▶ **Supplied text**

= = =

Carbon pricing gives an incentive to invest in new technologies to reduce carbon; indeed, without it, there is little reason to make such investments. But investing in new lower-carbon technologies carries risks. Companies may worry that they will not have a market for their new product if carbon-pricing policy is not maintained into the future. And the knowledge gained from research and development is a public good; companies may under-invest in projects with a big social payoff if they fear they will be unable to capture the full benefits. Thus there are good economic reasons to promote new technology directly.
Public spending on research, development and demonstration has fallen significantly in the last two decades and is now low relative to other industries. There are likely to be high returns to a doubling of investments in this area to around $20 billion per annum globally, to support the development of a diverse portfolio of technologies.
In some sectors - particularly electricity generation, where new technologies can struggle to gain a foothold - policies to support the market for early-stage technologies will be critical. The Review argues that the scale of existing deployment incentives worldwide should increase by two to five times, from the current level of around $34 billion per annum. Such measures will be a powerful motivation for innovation across the private sector to bring forward the range of technologies needed.
<> The removal of barriers to behavioural change is a third essential element, one that is particularly important in encouraging the take-up of opportunities for energy efficiency.

= = =

▶ **Dataset excerpts**
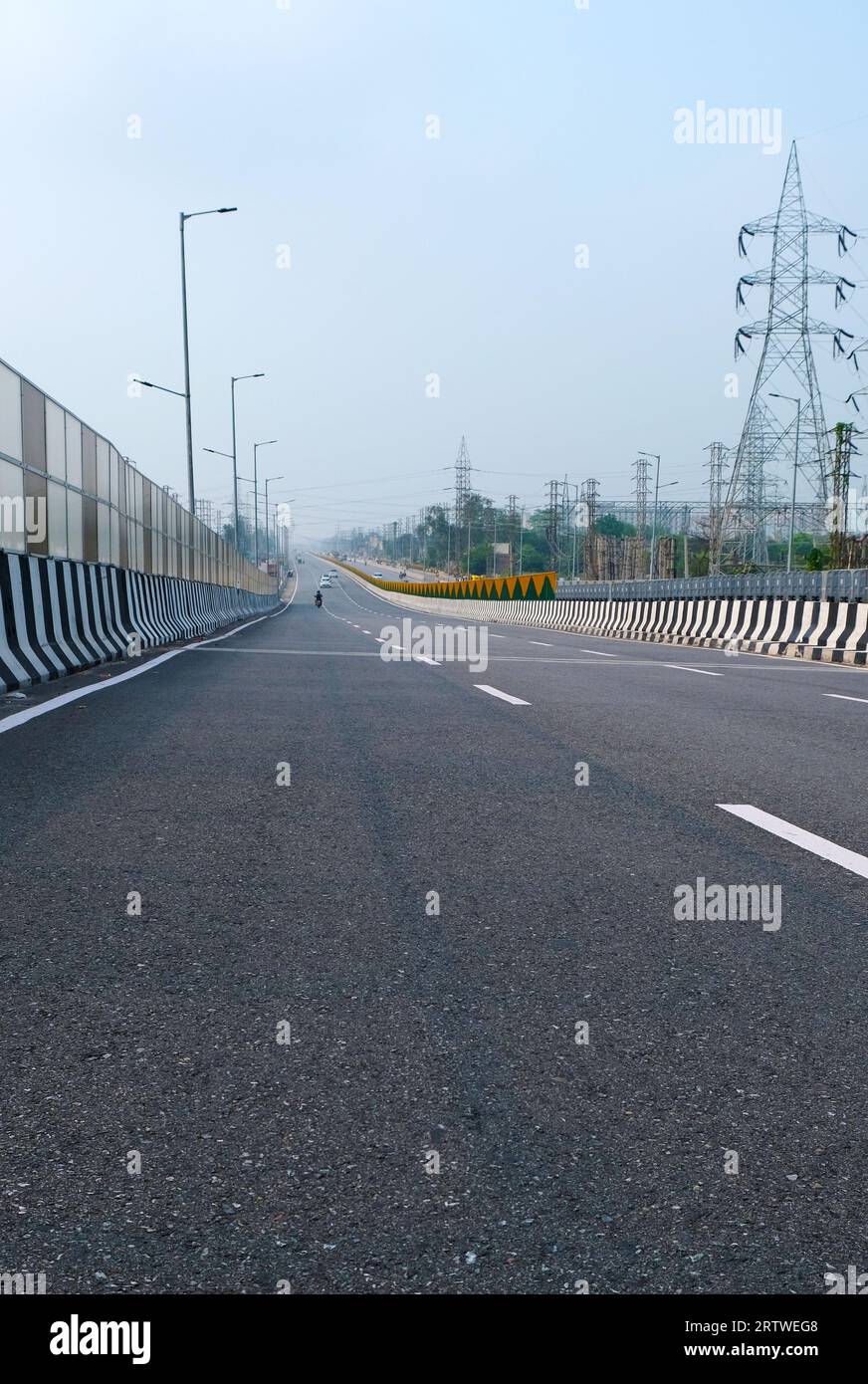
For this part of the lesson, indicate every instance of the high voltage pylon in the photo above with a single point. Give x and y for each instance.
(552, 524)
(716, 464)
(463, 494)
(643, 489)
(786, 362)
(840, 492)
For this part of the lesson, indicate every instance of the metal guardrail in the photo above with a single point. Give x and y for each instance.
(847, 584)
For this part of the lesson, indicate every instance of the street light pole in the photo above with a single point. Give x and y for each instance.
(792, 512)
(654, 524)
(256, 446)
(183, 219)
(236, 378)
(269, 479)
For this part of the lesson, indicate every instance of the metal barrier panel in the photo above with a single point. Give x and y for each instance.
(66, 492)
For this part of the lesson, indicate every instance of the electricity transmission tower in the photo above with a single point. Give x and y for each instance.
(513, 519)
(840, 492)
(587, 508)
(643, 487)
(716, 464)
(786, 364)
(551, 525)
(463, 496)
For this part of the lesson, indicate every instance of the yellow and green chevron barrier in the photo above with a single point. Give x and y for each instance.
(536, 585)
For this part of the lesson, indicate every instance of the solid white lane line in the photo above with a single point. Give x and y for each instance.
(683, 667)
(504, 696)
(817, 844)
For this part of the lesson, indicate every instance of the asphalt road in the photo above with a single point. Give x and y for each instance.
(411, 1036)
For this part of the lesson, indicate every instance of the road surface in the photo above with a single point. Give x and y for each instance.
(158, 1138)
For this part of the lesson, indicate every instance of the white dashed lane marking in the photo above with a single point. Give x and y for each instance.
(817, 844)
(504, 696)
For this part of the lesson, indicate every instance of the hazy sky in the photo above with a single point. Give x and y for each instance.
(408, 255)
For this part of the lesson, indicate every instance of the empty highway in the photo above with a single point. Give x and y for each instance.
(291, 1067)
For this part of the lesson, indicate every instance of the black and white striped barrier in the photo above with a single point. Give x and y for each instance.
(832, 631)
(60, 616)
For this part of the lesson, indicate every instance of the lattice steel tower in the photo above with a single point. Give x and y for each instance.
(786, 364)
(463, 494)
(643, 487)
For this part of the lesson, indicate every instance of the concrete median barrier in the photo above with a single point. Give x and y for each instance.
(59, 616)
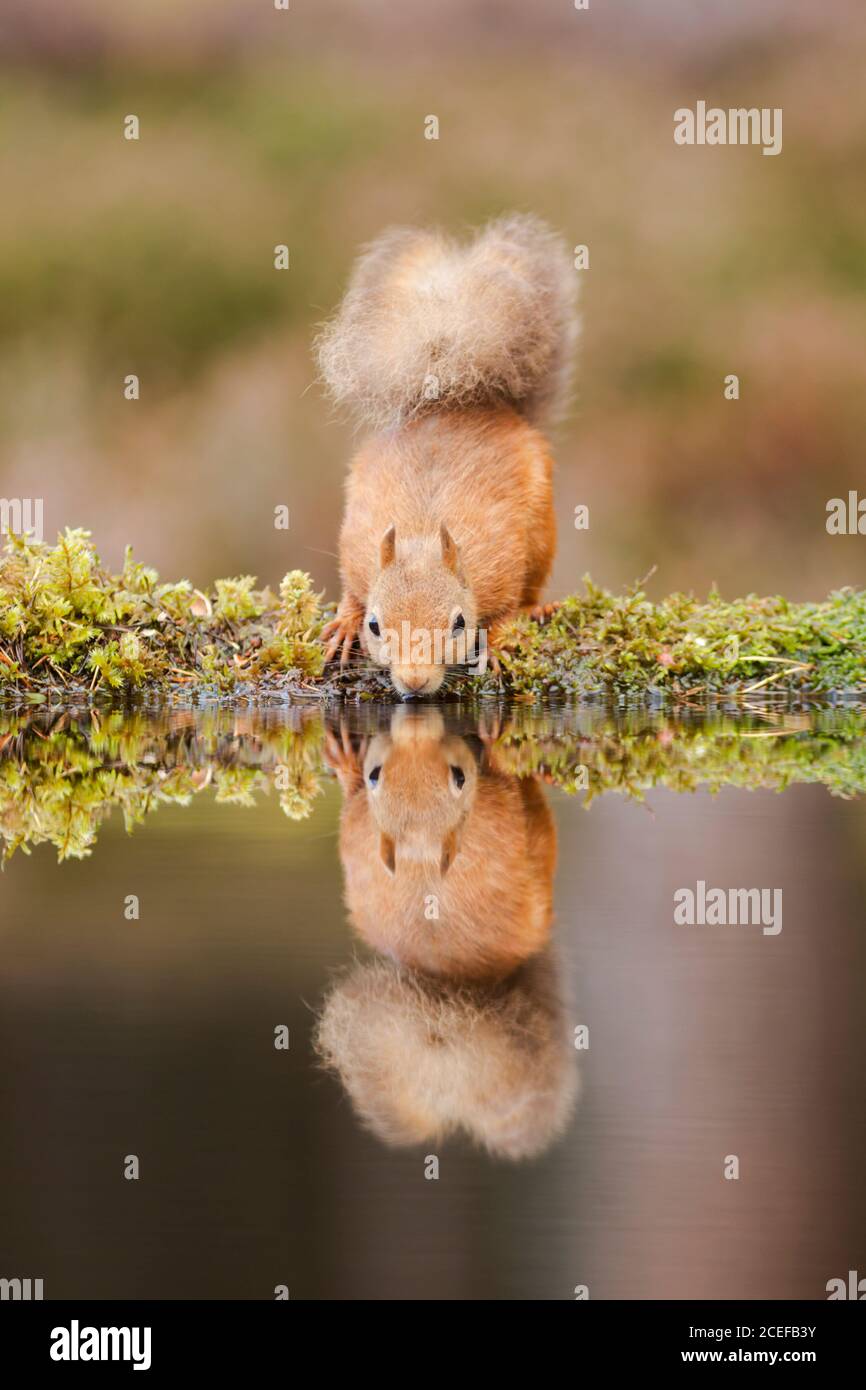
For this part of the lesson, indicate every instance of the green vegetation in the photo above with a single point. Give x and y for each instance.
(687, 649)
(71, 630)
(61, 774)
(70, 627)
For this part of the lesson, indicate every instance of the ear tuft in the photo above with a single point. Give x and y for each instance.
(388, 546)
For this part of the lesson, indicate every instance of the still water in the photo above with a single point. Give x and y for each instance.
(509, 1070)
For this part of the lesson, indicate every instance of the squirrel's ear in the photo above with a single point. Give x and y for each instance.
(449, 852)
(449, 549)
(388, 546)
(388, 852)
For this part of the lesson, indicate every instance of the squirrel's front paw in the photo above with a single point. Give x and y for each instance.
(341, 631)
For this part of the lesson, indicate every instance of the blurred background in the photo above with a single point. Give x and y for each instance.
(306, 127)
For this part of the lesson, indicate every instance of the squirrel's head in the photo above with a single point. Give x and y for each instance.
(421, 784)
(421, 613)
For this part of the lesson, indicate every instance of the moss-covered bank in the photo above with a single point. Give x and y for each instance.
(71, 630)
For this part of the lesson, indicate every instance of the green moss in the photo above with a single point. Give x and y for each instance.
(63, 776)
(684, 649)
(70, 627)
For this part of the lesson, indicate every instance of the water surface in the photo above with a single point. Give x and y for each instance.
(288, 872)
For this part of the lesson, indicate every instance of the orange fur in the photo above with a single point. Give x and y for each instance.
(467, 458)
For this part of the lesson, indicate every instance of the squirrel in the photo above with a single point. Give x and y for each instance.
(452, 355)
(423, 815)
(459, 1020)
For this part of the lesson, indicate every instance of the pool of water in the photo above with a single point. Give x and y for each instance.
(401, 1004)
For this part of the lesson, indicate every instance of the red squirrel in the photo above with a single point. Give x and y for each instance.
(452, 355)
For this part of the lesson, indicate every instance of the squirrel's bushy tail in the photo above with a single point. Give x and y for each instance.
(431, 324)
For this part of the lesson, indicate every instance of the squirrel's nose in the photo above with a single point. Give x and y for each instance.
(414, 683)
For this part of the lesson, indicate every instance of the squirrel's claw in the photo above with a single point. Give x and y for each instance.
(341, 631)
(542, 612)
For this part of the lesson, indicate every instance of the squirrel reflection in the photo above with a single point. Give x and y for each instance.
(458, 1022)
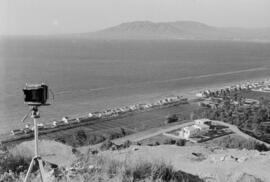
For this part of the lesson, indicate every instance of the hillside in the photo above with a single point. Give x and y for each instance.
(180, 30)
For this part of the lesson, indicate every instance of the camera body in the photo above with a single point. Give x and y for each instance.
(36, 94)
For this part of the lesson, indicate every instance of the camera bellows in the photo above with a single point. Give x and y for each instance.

= = =

▶ **Objectives**
1) Do these statements agree with the excerpt on low-carbon technology? (a) Public spending on research, development and demonstration has risen over the last two decades. (b) Existing deployment incentives worldwide stand at around $34 billion per annum. (c) Electricity generation is a sector where new technologies can struggle to gain a foothold. Answer each with yes or no and quote the deciding words.
2) Can you write out the part of the excerpt on low-carbon technology that opens with the words containing "<> The removal" and closes with "for energy efficiency."?
The material comes from a different source than the excerpt on low-carbon technology.

▶ **Results**
1)
(a) No: "has fallen significantly in the last two decades"
(b) Yes: "from the current level of around $34 billion per annum"
(c) Yes: "particularly electricity generation, where new technologies can struggle to gain a foothold"

2)
<> The removal of barriers to behavioural change is a third essential element, one that is particularly important in encouraging the take-up of opportunities for energy efficiency.